BRIEF: Pull out every line below containing the word "Write".

=== ENTRIES SUPPLIED ===

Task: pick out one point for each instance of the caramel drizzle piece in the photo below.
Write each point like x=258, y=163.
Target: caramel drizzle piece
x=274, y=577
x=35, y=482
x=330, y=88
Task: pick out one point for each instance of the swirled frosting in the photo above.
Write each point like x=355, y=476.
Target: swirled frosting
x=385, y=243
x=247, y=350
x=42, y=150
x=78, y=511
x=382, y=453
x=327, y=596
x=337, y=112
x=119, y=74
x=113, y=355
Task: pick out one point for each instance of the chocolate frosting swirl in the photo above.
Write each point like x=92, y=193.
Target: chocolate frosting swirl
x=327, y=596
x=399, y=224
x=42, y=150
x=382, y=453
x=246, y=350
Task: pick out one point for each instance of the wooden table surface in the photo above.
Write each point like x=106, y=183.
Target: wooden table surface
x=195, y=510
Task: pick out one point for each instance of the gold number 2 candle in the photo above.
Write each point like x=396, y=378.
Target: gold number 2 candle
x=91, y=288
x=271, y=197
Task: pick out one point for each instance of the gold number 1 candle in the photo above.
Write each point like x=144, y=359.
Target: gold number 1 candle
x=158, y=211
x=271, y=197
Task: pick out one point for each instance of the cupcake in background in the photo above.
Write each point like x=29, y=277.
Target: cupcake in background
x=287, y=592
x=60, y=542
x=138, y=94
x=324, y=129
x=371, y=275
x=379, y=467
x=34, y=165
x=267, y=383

===

EXERCISE ANSWER:
Write each point like x=258, y=163.
Write each point like x=355, y=476.
Write each point like x=92, y=193.
Write each point like x=106, y=183.
Write each point like x=396, y=378.
Write each point like x=144, y=359.
Write each point like x=29, y=277.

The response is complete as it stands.